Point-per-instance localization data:

- Opening Delimiter -

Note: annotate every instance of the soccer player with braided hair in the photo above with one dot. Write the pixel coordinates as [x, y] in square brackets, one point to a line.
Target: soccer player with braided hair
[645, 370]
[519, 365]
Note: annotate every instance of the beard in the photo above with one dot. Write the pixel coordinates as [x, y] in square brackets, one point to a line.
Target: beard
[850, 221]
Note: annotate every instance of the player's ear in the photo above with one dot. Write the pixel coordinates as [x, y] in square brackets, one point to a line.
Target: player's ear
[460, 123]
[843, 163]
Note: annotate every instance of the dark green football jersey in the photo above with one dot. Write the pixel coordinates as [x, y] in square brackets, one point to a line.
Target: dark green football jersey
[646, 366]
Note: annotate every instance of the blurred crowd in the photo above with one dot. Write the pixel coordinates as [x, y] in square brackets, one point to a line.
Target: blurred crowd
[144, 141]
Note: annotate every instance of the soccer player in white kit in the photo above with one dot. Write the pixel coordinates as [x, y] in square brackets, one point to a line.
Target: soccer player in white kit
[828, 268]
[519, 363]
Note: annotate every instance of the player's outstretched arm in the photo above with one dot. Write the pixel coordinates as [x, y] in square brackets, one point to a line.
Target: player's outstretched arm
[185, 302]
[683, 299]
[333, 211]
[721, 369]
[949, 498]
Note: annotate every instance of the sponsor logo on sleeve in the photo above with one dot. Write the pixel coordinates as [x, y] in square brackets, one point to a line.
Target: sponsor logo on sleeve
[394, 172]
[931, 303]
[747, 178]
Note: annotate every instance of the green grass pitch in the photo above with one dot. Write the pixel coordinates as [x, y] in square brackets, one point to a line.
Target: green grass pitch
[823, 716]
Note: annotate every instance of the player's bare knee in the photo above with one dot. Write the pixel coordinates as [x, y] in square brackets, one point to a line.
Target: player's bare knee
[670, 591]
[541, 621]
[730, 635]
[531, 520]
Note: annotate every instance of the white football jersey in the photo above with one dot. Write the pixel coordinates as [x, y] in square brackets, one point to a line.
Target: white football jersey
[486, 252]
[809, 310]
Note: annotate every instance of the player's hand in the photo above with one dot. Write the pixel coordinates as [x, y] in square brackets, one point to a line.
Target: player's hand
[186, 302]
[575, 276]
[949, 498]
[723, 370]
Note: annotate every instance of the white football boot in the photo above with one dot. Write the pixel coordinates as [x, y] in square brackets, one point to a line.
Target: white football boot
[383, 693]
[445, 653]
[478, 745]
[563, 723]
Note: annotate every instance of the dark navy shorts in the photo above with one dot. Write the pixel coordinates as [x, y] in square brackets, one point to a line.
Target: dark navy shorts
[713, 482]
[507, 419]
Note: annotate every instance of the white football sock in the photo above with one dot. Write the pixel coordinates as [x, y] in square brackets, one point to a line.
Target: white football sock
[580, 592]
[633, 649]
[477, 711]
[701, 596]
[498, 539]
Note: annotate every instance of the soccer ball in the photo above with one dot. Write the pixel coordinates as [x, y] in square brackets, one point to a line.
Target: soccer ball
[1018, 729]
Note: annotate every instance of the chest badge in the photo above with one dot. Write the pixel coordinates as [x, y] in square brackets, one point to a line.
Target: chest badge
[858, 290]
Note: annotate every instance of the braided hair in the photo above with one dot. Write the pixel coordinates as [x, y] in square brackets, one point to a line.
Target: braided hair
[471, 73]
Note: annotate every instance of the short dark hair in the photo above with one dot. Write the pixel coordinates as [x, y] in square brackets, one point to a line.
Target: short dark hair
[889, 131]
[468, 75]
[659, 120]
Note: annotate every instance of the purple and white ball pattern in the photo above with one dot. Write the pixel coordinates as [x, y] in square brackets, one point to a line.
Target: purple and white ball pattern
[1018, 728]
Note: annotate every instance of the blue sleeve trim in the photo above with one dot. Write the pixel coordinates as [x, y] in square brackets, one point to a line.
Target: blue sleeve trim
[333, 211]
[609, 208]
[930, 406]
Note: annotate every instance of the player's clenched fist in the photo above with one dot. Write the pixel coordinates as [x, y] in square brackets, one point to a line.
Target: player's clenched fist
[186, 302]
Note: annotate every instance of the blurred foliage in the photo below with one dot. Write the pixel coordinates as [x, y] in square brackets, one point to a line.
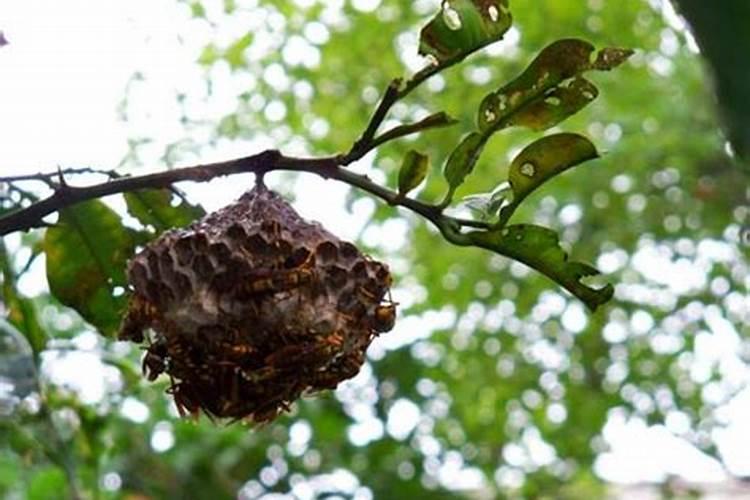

- Closing Delimiter -

§ What is expected: Word for word, repeat each line of the records, and leave every image out.

§ Your solution:
Note: annotate every instance of the soccer player with braided hair in the photo above with one dot. Write the pixel coordinates as [x, y] in square brackets, one point to a line.
Target: soccer player with braided hair
[645, 370]
[519, 365]
Note: annotate every instance of the beard in the photo above with one dot. Write the pixel coordinates as [x, y] in square brackets, one point to a line.
Target: beard
[850, 221]
Note: annotate every instance of the player's ear in the photo above with one dot. Write the pixel coordinates as [x, y] in square brackets, one point to a line.
Target: player's ear
[460, 123]
[843, 163]
Note: annotate every instance of the dark green football jersey in the photo above with one dot. Write the pixel coordinates as [x, y] in square brackets, one point to a line.
Target: dark green football jersey
[646, 366]
Note: annotate every instance of the blurred crowd in the photo above with one dot. Write the pixel coordinates as [x, y] in square brackets, one point to a line.
Target: blurred crowd
[144, 141]
Note: annotate every instance of the soccer player in white kit in the photo above with one dot. Write the pixel coordinates as [x, y] in square brackets, one point to a line.
Target: soccer player in white kit
[828, 268]
[519, 363]
Note: annotate every instance of the player's outstretched arm in the photo above with one dot. Write the pixel coordinates as [x, y] in square brackets, one point to a line.
Target: player's outstretched arm
[185, 302]
[683, 299]
[333, 211]
[721, 369]
[949, 498]
Note: annotate every instance of the sponsor logo on sleeve in the photo above with one dot. Write the pixel coordinates as [x, y] in square brackets, one point to a line.
Target: sponsor logo on sleeve
[394, 172]
[931, 303]
[747, 178]
Note: annotate every instance of the green grass pitch in the photo above with one dot. Write the pixel coordinates as [x, y] in square brackets, one point to a line.
Target: green grass pitch
[823, 716]
Note: annotate every instance of the player's bare knee in the photo above with one dot. Write the pixel coordinates as [x, y] in square brackets, one point to a line.
Target: player's bare knee
[670, 591]
[541, 621]
[730, 635]
[531, 520]
Note: annotate every instance of the white football jersey in the photo above with one dot. Write the pixel coordinates as [x, y] in square brackets, one point to a line.
Target: white football jersey
[486, 252]
[809, 310]
Note: annotate every instance of the player's hand in the photo above with one dot. Write the pixel coordinates as [x, y] in square brackets, one point to a line.
Target: player's hand
[186, 302]
[575, 276]
[949, 498]
[723, 370]
Note: annotate every instance of the white football boot in the photo above with one dot. Write the pixel coordinates as [x, y] in square brackets, one point to a line.
Target: white football boot
[383, 693]
[445, 653]
[478, 745]
[563, 723]
Note: annotate every instance of the dark navy shorts in the photo above with one dot. Write the pixel coordinates as [x, y] in square brackets, one point to a line.
Target: dark navy shorts
[713, 482]
[507, 419]
Note: annotate every instance of the white football sock in the photo above with one dot. Write the pixel coordinates as [x, y] in square brackets, one point to a line.
Target: white football sock
[580, 592]
[633, 649]
[477, 711]
[701, 596]
[498, 539]
Note: annotate every instance of the soccer ball in the photo above with one dot. Write the pixel coordinates as [x, y] in square brackets, one point to a line.
Target: soccer ball
[1018, 729]
Note: annotate every instance of the chest badge in the photo above with one dot. Write the pixel coordinates as [x, y] in square brackets, one point to a line.
Target: chest badge
[858, 290]
Note: annotate every instance of the braided hair in the photo above with one dot. Write the pixel coordinates as [x, y] in square brackets, one point to a line.
Target: braided hair
[471, 73]
Note: annotate every instance of the short dark hair in the photo above with one dot. Write the pixel coordinates as [x, y] in square brackets, one point to a line.
Target: short dark hair
[889, 131]
[468, 75]
[659, 120]
Note: annotate every instance of the purple and white ball pattern in the photo above with one dot. Write the pixel coordinates as [x, y] in square brackets, one point to a line.
Target: purple and white ball pattern
[1018, 728]
Note: annotate every instance of the blue sleeve trim in the photo above with one dot. Write the pixel coordinates as [x, y] in square brackets, one point to a line.
Target: blue sleeve trim
[333, 211]
[609, 208]
[930, 406]
Note: annotate every instance of the player's clenched fist in the photo above with one dot. Write the pixel coordinates as [x, y] in square brackets, one point to a line.
Target: player's clenched fist
[186, 302]
Note: annotate every instance of the blurred foliage in the photo below with one dot. Write the pixel coordinates as [x, y] in square brackets, one point to a line.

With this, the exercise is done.